◆ **RAW RECORDS**
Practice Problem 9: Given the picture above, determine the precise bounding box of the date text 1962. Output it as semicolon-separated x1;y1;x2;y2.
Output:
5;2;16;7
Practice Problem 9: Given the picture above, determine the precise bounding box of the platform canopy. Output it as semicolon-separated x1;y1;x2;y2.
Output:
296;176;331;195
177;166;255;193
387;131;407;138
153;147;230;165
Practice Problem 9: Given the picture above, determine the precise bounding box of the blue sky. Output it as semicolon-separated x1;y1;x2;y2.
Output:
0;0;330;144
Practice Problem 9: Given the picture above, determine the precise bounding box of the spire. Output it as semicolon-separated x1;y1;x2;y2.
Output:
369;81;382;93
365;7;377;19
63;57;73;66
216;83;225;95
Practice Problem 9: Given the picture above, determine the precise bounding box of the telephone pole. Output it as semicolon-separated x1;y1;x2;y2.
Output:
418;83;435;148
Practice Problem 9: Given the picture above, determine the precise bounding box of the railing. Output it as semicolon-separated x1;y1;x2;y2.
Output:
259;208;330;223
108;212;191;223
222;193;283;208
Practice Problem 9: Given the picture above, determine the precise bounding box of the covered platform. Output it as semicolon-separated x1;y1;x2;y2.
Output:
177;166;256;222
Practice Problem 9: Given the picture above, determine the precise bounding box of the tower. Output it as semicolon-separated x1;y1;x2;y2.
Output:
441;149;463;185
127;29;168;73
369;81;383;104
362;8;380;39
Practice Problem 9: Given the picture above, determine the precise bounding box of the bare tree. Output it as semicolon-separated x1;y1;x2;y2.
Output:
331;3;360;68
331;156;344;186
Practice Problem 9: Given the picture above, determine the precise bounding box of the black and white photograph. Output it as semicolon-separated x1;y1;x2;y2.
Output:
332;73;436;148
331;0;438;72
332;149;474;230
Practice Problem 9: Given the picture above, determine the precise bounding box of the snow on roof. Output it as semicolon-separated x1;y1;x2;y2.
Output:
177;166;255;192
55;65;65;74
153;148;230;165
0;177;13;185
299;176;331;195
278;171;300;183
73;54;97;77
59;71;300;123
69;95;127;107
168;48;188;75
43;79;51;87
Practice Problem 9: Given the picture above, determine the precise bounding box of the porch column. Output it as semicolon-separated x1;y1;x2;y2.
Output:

◆ **EXERCISE OBJECTIVE**
Give all of the records above as a JSON list of strings, with one string for each line and no blank lines.

◆ **FULL RESPONSE**
[
  "Practice Problem 9: Given the picture above, determine the precise bounding box of the date text 1962. Output it as semicolon-separated x1;y1;x2;y2.",
  "Output:",
  "5;2;16;7",
  "Practice Problem 9: Given the picture above, determine the precise bounding box of the platform canopy. Output it as semicolon-separated x1;y1;x2;y2.",
  "Output:",
  "296;176;331;195",
  "177;166;255;193",
  "387;131;407;138",
  "153;147;230;165",
  "Practice Problem 9: Given the picture above, determine the precise bounding box of the blue sky. Output it as semicolon-separated x1;y1;x2;y2.",
  "Output:",
  "0;0;330;144",
  "Practice Problem 9: Given the picture above, determine the precise bounding box of the spire. Output it as semicolon-separated x1;y1;x2;y2.",
  "Output:",
  "369;81;382;93",
  "365;7;377;19",
  "63;57;73;66",
  "216;83;225;95",
  "Practice Problem 9: Given the picture above, determine the precise bounding box of the telephone pole. Output it as semicolon-separated x1;y1;x2;y2.",
  "Output:",
  "418;83;435;148",
  "Practice Problem 9: Given the picture above, determine the precise bounding box of the railing. Output it as semicolon-separated x1;y1;x2;y2.",
  "Output:",
  "259;208;330;223",
  "108;212;191;223",
  "222;193;283;208",
  "Practice Problem 9: Given the picture above, determine the precise bounding box of the covered platform. Output it as semicolon-separated x1;y1;x2;y2.",
  "Output:",
  "177;166;256;222",
  "Practice Problem 9: Given the picture above, determine the precise bounding box of the tower. Output it as semicolon-separated x1;y1;x2;y2.",
  "Output:",
  "441;149;463;185",
  "127;29;168;73",
  "369;81;383;104",
  "362;8;380;39",
  "Practice Problem 9: Given the picture above, determine the precise bounding box of the bare tree. Output it as semicolon-separated x1;y1;x2;y2.",
  "Output:",
  "331;3;360;68",
  "331;156;344;186",
  "Practice Problem 9: Given the picture above, determine the precise bounding box of the black and white photograph. Output it as semicolon-separated x1;y1;x2;y2.",
  "Output:",
  "332;73;436;148",
  "331;0;438;72",
  "332;149;474;230",
  "Practice Problem 9: Given the picture above, determine the precise bounding box of the snow on roof. Output it as semicolon-separated x1;y1;x2;y2.",
  "Output:",
  "177;166;255;192",
  "55;65;65;74",
  "153;148;230;165",
  "0;177;13;185",
  "299;176;331;195",
  "278;171;300;183",
  "73;54;97;77",
  "59;71;300;123",
  "69;95;127;107",
  "168;48;188;75",
  "43;79;51;87",
  "Practice Problem 9: Given the picture above, determine the precise bounding box of the porch column. Output it as semicolon-separated x1;y1;x2;y2.",
  "Output:"
]